What the task asks: Copy the stretch of records from the line containing "task: segment the white backdrop" through the line containing "189 L 69 147", both lines included, leaving the requests and their sample outputs unchanged. Rescale every coordinate in the answer outlines by a factor of 1.7, rounding each to a whole number with halves rounded up.

Contour labeling records:
· · ·

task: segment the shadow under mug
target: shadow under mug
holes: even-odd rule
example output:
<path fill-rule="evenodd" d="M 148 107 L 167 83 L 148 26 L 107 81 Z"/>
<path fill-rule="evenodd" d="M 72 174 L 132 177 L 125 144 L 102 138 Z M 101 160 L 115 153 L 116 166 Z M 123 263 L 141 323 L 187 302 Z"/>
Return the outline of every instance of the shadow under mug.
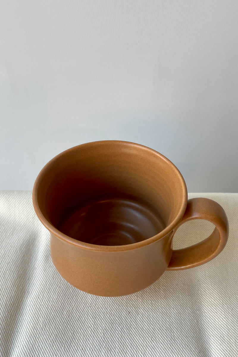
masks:
<path fill-rule="evenodd" d="M 79 145 L 52 159 L 38 175 L 35 210 L 50 232 L 50 252 L 60 274 L 78 288 L 101 296 L 127 295 L 165 270 L 213 259 L 228 238 L 227 218 L 216 202 L 188 201 L 181 174 L 169 160 L 126 141 Z M 204 240 L 172 250 L 183 223 L 209 221 Z"/>

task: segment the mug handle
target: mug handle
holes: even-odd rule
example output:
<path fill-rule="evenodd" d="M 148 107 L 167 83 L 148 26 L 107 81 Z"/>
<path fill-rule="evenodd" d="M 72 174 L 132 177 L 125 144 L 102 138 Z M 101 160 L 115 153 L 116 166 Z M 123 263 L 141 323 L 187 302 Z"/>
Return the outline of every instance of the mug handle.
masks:
<path fill-rule="evenodd" d="M 172 238 L 184 222 L 197 219 L 213 223 L 214 230 L 208 238 L 197 244 L 173 250 L 167 270 L 179 270 L 201 265 L 213 259 L 224 247 L 229 232 L 227 217 L 221 206 L 209 198 L 197 197 L 188 200 L 183 217 L 172 232 Z"/>

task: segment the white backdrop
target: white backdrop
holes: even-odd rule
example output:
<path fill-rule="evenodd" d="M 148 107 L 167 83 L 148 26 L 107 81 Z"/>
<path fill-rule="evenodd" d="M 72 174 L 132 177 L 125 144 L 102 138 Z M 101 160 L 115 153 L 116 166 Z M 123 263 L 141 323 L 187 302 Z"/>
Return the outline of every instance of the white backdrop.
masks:
<path fill-rule="evenodd" d="M 237 0 L 0 0 L 0 189 L 69 147 L 152 147 L 238 191 Z"/>

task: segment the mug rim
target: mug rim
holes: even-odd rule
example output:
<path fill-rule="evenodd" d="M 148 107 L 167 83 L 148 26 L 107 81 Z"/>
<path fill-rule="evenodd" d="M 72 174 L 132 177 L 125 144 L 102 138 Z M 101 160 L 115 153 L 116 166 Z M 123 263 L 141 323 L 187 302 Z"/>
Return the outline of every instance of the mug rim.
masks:
<path fill-rule="evenodd" d="M 67 236 L 66 235 L 62 233 L 45 218 L 41 212 L 38 203 L 37 194 L 39 185 L 42 178 L 44 176 L 45 172 L 48 169 L 49 167 L 51 166 L 52 162 L 56 160 L 57 160 L 60 156 L 69 153 L 72 150 L 76 150 L 80 146 L 82 147 L 82 146 L 91 145 L 92 144 L 95 145 L 102 145 L 109 142 L 116 144 L 118 145 L 125 145 L 126 144 L 127 145 L 135 146 L 155 154 L 159 157 L 161 159 L 162 159 L 166 161 L 167 164 L 172 167 L 174 171 L 176 172 L 177 177 L 181 183 L 181 186 L 183 190 L 183 200 L 181 202 L 181 206 L 179 212 L 172 222 L 166 226 L 162 231 L 161 231 L 161 232 L 159 232 L 159 233 L 155 235 L 147 238 L 147 239 L 141 241 L 140 242 L 132 243 L 130 244 L 117 246 L 102 246 L 97 244 L 92 244 L 91 243 L 86 243 L 81 241 L 79 241 L 72 238 L 69 236 Z M 147 146 L 131 141 L 116 140 L 100 140 L 85 143 L 74 146 L 72 147 L 64 150 L 52 159 L 45 165 L 37 176 L 33 186 L 32 199 L 33 207 L 38 218 L 46 228 L 51 233 L 57 237 L 57 238 L 64 241 L 66 243 L 76 246 L 81 248 L 88 249 L 90 250 L 95 250 L 101 252 L 118 252 L 131 250 L 133 249 L 141 248 L 159 240 L 163 237 L 167 235 L 176 227 L 183 216 L 187 203 L 188 192 L 185 181 L 180 171 L 172 161 L 160 153 L 150 147 L 148 147 Z"/>

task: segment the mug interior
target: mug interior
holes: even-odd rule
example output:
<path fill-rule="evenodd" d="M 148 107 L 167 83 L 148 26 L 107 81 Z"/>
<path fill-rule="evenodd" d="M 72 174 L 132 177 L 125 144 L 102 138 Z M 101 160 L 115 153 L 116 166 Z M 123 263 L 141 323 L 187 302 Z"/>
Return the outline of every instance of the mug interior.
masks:
<path fill-rule="evenodd" d="M 147 240 L 179 220 L 187 194 L 181 174 L 163 155 L 112 141 L 56 156 L 39 174 L 33 201 L 47 227 L 81 242 L 118 246 Z"/>

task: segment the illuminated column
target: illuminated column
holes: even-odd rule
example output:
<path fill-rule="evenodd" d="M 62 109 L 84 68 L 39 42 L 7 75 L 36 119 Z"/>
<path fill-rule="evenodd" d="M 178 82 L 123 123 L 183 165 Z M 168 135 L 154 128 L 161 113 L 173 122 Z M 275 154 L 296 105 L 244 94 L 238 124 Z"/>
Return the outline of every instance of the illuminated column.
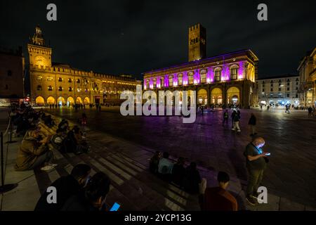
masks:
<path fill-rule="evenodd" d="M 246 77 L 245 70 L 244 70 L 244 64 L 243 61 L 240 61 L 238 63 L 239 68 L 238 68 L 238 79 L 244 79 Z"/>
<path fill-rule="evenodd" d="M 173 86 L 178 86 L 178 75 L 175 73 L 173 75 Z"/>
<path fill-rule="evenodd" d="M 189 79 L 188 79 L 188 77 L 187 77 L 187 71 L 183 72 L 182 73 L 182 75 L 183 75 L 183 85 L 187 85 L 187 84 L 189 83 Z"/>

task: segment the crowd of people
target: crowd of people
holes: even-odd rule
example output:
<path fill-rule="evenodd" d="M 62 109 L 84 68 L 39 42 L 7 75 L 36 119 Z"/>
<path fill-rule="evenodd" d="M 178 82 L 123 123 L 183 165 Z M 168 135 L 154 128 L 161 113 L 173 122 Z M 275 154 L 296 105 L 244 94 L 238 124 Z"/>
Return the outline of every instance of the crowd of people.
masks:
<path fill-rule="evenodd" d="M 50 186 L 55 187 L 57 195 L 54 204 L 47 199 L 44 192 L 39 199 L 34 211 L 105 211 L 106 197 L 111 181 L 105 173 L 97 172 L 91 177 L 91 168 L 86 164 L 74 167 L 70 174 L 61 176 Z"/>
<path fill-rule="evenodd" d="M 55 122 L 51 115 L 42 110 L 35 110 L 22 104 L 11 108 L 10 118 L 12 126 L 16 127 L 16 136 L 23 136 L 15 166 L 17 171 L 53 169 L 57 166 L 53 163 L 54 149 L 77 155 L 89 151 L 90 147 L 80 127 L 70 128 L 65 120 L 58 124 L 55 134 L 51 135 L 42 130 L 43 126 L 53 128 Z M 81 127 L 84 129 L 87 122 L 84 114 L 81 121 Z"/>
<path fill-rule="evenodd" d="M 162 155 L 157 151 L 150 161 L 150 172 L 190 194 L 197 195 L 202 210 L 237 210 L 236 198 L 226 191 L 230 181 L 226 172 L 218 172 L 218 186 L 206 187 L 206 180 L 201 178 L 195 162 L 185 167 L 184 158 L 179 157 L 176 163 L 169 158 L 167 152 Z"/>

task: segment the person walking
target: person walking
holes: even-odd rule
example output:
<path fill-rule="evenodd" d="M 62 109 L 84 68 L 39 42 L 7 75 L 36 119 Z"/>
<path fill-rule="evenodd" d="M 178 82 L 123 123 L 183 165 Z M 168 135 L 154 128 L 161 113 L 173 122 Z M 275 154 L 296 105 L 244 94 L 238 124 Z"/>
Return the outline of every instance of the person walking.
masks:
<path fill-rule="evenodd" d="M 285 112 L 289 113 L 289 105 L 285 105 Z"/>
<path fill-rule="evenodd" d="M 234 121 L 234 127 L 232 127 L 232 130 L 236 131 L 237 129 L 237 132 L 241 131 L 239 127 L 239 119 L 240 119 L 239 115 L 238 114 L 238 112 L 235 112 L 232 118 L 232 120 Z"/>
<path fill-rule="evenodd" d="M 258 202 L 258 188 L 268 162 L 267 157 L 270 153 L 261 149 L 265 143 L 262 137 L 257 137 L 246 146 L 244 152 L 249 176 L 246 200 L 251 205 L 255 205 Z"/>
<path fill-rule="evenodd" d="M 251 130 L 250 136 L 254 136 L 254 135 L 257 134 L 257 133 L 255 132 L 256 123 L 256 118 L 254 114 L 251 113 L 249 121 L 248 122 L 248 124 L 249 125 L 250 130 Z"/>
<path fill-rule="evenodd" d="M 223 115 L 223 127 L 224 127 L 224 123 L 226 122 L 226 125 L 228 124 L 228 110 L 225 110 Z"/>
<path fill-rule="evenodd" d="M 308 117 L 312 116 L 312 108 L 311 106 L 308 107 Z"/>

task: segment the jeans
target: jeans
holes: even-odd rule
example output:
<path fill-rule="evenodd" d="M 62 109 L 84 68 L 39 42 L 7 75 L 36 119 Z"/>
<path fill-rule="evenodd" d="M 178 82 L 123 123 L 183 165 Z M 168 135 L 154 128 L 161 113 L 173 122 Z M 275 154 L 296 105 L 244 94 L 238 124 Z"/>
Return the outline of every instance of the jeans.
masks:
<path fill-rule="evenodd" d="M 33 169 L 43 165 L 46 162 L 49 162 L 53 158 L 53 154 L 51 150 L 48 150 L 45 153 L 39 155 L 35 160 L 33 165 L 29 168 L 29 169 Z"/>
<path fill-rule="evenodd" d="M 248 169 L 247 196 L 252 196 L 254 193 L 257 193 L 258 188 L 259 187 L 263 176 L 263 169 L 254 170 Z"/>
<path fill-rule="evenodd" d="M 240 131 L 239 122 L 239 121 L 237 121 L 237 122 L 234 122 L 234 127 L 232 127 L 232 129 L 236 130 L 236 129 L 237 129 L 237 131 Z"/>

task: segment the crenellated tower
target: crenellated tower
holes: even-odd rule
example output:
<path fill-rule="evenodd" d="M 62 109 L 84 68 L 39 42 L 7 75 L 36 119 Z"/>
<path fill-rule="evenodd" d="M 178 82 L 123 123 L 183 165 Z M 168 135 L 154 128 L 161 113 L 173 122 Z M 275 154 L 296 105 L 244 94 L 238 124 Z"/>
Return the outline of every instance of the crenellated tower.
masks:
<path fill-rule="evenodd" d="M 199 23 L 189 27 L 189 62 L 206 57 L 206 30 Z"/>

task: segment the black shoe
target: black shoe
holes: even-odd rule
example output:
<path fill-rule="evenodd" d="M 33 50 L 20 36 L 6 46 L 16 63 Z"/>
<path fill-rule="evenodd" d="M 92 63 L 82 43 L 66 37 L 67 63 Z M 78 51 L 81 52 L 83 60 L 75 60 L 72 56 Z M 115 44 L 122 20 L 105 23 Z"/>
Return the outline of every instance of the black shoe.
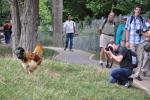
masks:
<path fill-rule="evenodd" d="M 146 76 L 146 72 L 143 72 L 142 75 L 145 77 Z"/>
<path fill-rule="evenodd" d="M 142 78 L 140 76 L 138 77 L 135 77 L 135 79 L 139 80 L 139 81 L 142 81 Z"/>
<path fill-rule="evenodd" d="M 133 78 L 129 78 L 129 80 L 127 81 L 127 83 L 125 83 L 125 87 L 126 88 L 129 88 L 129 87 L 131 87 L 132 86 L 132 84 L 133 84 Z"/>

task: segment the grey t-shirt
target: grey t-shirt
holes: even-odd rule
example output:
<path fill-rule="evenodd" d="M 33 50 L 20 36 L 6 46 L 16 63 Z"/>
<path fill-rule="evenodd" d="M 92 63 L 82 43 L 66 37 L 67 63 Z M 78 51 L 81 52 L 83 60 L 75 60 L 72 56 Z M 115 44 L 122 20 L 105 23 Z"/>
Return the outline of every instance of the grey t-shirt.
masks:
<path fill-rule="evenodd" d="M 123 60 L 119 63 L 121 68 L 133 69 L 132 62 L 130 60 L 130 53 L 127 48 L 119 46 L 117 49 L 117 54 L 123 56 Z"/>
<path fill-rule="evenodd" d="M 102 29 L 103 24 L 105 23 L 105 20 L 101 23 L 99 29 Z M 102 29 L 102 33 L 108 34 L 108 35 L 115 35 L 115 25 L 114 23 L 110 23 L 109 21 L 106 22 Z"/>

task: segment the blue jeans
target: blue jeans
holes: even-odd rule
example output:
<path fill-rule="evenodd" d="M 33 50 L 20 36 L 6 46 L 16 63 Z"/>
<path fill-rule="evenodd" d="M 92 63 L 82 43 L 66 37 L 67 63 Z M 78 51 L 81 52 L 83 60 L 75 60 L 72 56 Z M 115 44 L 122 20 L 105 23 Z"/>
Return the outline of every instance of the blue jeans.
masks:
<path fill-rule="evenodd" d="M 73 37 L 74 37 L 74 33 L 67 33 L 66 34 L 66 45 L 65 45 L 65 48 L 68 48 L 68 44 L 70 42 L 69 49 L 72 49 L 72 46 L 73 46 Z"/>
<path fill-rule="evenodd" d="M 7 44 L 10 43 L 10 40 L 11 40 L 11 31 L 5 31 L 4 35 L 5 35 L 5 42 Z"/>
<path fill-rule="evenodd" d="M 124 85 L 126 82 L 129 81 L 129 76 L 132 74 L 131 69 L 127 68 L 114 68 L 112 69 L 110 75 L 112 79 L 110 83 L 118 83 Z"/>

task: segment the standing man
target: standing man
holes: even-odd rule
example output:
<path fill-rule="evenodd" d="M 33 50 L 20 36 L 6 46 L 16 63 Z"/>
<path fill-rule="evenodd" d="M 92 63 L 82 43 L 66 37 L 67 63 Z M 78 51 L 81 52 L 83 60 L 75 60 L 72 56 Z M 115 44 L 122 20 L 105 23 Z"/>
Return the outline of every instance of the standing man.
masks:
<path fill-rule="evenodd" d="M 148 16 L 146 26 L 148 27 L 148 31 L 144 34 L 145 37 L 145 45 L 150 43 L 150 16 Z M 142 74 L 143 76 L 147 75 L 147 72 L 150 71 L 150 52 L 144 51 L 144 60 L 142 66 Z"/>
<path fill-rule="evenodd" d="M 146 23 L 141 14 L 141 6 L 136 5 L 134 8 L 134 14 L 127 19 L 125 26 L 126 29 L 126 47 L 137 53 L 138 57 L 138 68 L 135 72 L 135 79 L 142 81 L 141 67 L 143 63 L 144 53 L 144 38 L 142 32 L 146 30 Z"/>
<path fill-rule="evenodd" d="M 115 13 L 110 12 L 108 15 L 108 18 L 102 22 L 102 24 L 99 27 L 99 34 L 100 34 L 100 66 L 104 66 L 106 62 L 104 62 L 104 48 L 106 45 L 111 41 L 114 40 L 115 36 Z"/>
<path fill-rule="evenodd" d="M 68 16 L 68 20 L 64 23 L 64 32 L 66 33 L 66 44 L 64 50 L 68 48 L 68 44 L 70 42 L 69 49 L 70 51 L 73 51 L 73 37 L 76 32 L 76 24 L 72 21 L 71 15 Z"/>
<path fill-rule="evenodd" d="M 116 32 L 116 44 L 124 46 L 124 39 L 125 39 L 125 24 L 126 24 L 127 18 L 122 18 L 121 23 L 117 28 Z"/>

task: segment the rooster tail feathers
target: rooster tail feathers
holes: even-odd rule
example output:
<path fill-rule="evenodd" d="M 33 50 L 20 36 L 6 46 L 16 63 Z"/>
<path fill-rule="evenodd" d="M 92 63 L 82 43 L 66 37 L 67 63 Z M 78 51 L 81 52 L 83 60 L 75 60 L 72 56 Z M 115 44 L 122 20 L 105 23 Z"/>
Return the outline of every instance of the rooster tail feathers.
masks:
<path fill-rule="evenodd" d="M 42 44 L 37 44 L 33 53 L 36 53 L 37 55 L 41 55 L 43 51 L 43 45 Z"/>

· · ·

Task response:
task: segment the white backdrop
target: white backdrop
holes: even-odd rule
example output:
<path fill-rule="evenodd" d="M 148 107 L 167 83 L 148 26 L 107 81 Z"/>
<path fill-rule="evenodd" d="M 72 174 L 132 177 L 125 144 L 102 138 Z M 101 160 L 115 153 L 116 166 Z M 123 263 L 141 323 L 187 302 Z"/>
Return the outline of every instance of the white backdrop.
masks:
<path fill-rule="evenodd" d="M 403 0 L 0 0 L 0 321 L 117 250 L 258 250 L 405 325 Z"/>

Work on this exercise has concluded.